== SOURCE DOCUMENT ==

I've been in discussions with some people about the possibility of linking other services to OpenGuides. One thing that occurred to me would be the utility of providing a fuzzy node name lookup. Here's a user story:
Users of website X want to be able to associate nodes on OpenGuides site G with items on X. They go to a node lookup service offered by G and type the name of something they are looking for. They are then presented with a list of nodes on G that approximately match their search term.
Specifically, I'm thinking of search results gradiated into exact matches, partial matches and approximate matches, just like the way IMDB does it:
http://uk.imdb.com/find?q=Hideous
I don't know anything about fuzzy matching techniques. Can anyone suggest any pointers?
On Sat 14 May 2005, Earle Martin openguides@downlode.org wrote:
I don't know anything about fuzzy matching techniques. Can anyone suggest any pointers?
See fuzzy_title_match() in CGI::Wiki -
Returns a (possibly empty) hash whose keys are the node names and whose values are the scores in some kind of relevance-scoring system I haven't entirely come up with yet.
Note that even if an exact match is found, any other similar enough matches will also be returned. However, any exact match is guaranteed to have the highest relevance score.
The matching is done against "canonicalised" forms of the search string and the node titles in the database: stripping vowels, repeated letters and non-word characters, and lowercasing.
supports_fuzzy_searches() will tell you if your search backend can do this. I'm fairly sure that both the ones used by OpenGuides do.
Kake
openguides-dev@lists.openguides.org

===
== ITEMS ==

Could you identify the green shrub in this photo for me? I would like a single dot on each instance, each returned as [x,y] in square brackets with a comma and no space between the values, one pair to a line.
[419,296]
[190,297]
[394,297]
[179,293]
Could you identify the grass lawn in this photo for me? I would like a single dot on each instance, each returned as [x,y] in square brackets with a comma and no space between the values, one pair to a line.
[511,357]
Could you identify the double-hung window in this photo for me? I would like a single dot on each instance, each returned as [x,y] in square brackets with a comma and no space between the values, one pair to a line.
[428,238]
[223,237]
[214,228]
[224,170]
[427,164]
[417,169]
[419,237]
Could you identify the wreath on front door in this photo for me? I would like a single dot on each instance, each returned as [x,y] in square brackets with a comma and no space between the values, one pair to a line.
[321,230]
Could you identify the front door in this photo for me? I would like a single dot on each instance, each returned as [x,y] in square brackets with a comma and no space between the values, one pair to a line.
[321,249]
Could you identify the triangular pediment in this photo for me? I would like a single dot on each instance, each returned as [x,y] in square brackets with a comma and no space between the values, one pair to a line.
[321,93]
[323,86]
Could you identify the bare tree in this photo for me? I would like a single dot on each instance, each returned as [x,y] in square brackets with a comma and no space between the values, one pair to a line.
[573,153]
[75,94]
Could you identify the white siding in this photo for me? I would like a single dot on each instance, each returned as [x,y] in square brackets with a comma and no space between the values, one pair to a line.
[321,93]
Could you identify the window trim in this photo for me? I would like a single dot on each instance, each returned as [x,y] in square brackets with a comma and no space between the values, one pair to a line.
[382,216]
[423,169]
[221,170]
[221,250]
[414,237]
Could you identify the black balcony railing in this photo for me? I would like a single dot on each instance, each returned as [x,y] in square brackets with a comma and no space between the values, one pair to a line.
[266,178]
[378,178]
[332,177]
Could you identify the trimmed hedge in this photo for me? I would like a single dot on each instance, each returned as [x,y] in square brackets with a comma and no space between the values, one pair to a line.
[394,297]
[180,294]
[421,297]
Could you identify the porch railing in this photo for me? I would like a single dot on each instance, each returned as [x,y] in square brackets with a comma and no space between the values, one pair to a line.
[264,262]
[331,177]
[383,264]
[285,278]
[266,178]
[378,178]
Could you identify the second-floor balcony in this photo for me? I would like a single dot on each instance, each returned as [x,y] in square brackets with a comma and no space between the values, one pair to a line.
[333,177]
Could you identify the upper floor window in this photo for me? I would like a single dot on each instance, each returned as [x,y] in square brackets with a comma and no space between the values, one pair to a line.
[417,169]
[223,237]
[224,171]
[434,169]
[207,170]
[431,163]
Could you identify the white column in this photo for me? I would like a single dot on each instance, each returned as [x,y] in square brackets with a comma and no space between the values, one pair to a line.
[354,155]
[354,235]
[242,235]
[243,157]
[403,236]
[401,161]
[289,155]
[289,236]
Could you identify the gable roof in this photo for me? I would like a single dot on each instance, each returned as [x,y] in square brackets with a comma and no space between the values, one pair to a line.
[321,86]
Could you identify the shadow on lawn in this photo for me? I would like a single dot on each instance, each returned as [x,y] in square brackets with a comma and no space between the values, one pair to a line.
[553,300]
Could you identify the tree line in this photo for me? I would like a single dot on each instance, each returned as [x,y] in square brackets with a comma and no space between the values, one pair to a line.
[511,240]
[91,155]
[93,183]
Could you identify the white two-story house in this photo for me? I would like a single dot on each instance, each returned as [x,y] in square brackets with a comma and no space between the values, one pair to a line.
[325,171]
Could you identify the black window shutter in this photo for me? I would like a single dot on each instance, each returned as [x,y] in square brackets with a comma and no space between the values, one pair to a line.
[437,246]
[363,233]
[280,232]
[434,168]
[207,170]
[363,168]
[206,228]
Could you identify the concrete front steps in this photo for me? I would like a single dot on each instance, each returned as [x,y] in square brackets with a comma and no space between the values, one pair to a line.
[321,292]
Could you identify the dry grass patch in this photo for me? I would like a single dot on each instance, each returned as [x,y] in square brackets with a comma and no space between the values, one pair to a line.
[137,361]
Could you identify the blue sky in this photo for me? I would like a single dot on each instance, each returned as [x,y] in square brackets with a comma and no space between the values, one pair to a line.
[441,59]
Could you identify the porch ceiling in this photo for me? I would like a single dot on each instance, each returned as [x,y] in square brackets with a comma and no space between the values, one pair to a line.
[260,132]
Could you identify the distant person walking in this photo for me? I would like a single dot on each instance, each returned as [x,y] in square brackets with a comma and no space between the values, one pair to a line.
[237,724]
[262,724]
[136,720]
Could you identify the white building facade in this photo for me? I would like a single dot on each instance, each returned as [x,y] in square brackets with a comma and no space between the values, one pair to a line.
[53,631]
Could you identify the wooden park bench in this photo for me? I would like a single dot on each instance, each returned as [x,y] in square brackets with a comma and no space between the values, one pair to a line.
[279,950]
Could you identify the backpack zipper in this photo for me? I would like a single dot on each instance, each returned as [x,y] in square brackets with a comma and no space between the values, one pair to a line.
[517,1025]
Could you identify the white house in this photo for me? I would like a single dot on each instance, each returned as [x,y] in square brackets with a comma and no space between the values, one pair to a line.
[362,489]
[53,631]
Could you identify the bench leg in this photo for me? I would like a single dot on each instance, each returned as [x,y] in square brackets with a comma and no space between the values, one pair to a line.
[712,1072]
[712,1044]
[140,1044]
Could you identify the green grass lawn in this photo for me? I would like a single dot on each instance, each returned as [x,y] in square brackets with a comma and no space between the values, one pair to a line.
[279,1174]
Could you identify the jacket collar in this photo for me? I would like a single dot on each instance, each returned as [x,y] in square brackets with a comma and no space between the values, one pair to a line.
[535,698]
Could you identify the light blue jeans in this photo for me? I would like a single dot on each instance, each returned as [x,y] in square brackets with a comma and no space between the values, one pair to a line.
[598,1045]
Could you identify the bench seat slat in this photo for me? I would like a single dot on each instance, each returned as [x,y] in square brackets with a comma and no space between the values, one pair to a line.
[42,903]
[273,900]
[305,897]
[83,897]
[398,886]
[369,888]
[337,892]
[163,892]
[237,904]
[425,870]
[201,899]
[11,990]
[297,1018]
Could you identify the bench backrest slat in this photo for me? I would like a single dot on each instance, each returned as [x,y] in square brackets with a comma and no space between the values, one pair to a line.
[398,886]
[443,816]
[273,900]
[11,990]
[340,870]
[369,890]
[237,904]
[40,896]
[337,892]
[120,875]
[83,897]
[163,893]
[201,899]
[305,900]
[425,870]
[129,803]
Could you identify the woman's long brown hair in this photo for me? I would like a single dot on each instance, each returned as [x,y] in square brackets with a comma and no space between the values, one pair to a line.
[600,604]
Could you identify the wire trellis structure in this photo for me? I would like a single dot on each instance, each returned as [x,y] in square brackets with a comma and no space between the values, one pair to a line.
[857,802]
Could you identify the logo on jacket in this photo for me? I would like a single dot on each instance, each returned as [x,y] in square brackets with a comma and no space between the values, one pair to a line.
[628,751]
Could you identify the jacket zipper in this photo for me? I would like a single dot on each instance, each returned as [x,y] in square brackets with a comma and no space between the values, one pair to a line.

===

**REQUIREMENT 1:**
Answer these questions from the forum thread:
(a) Which website's search results does the first post give as the model for grading matches?
(b) Which function in CGI::Wiki does the reply point to?
(c) Which method reports whether a search backend can do fuzzy matching?
**REQUIREMENT 2:**
Write out the part of the forum thread between "Note that even" and "highest relevance score.", inclusive.
**REQUIREMENT 3:**
List every step that the forum thread gives for producing the "canonicalised" forms used in matching.

**FINAL ANSWER 1:**
(a) IMDB
(b) fuzzy_title_match()
(c) supports_fuzzy_searches()

**FINAL ANSWER 2:**
Note that even if an exact match is found, any other similar enough matches will also be returned. However, any exact match is guaranteed to have the highest relevance score.

**FINAL ANSWER 3:**
- Stripping vowels
- Stripping repeated letters
- Stripping non-word characters
- Lowercasing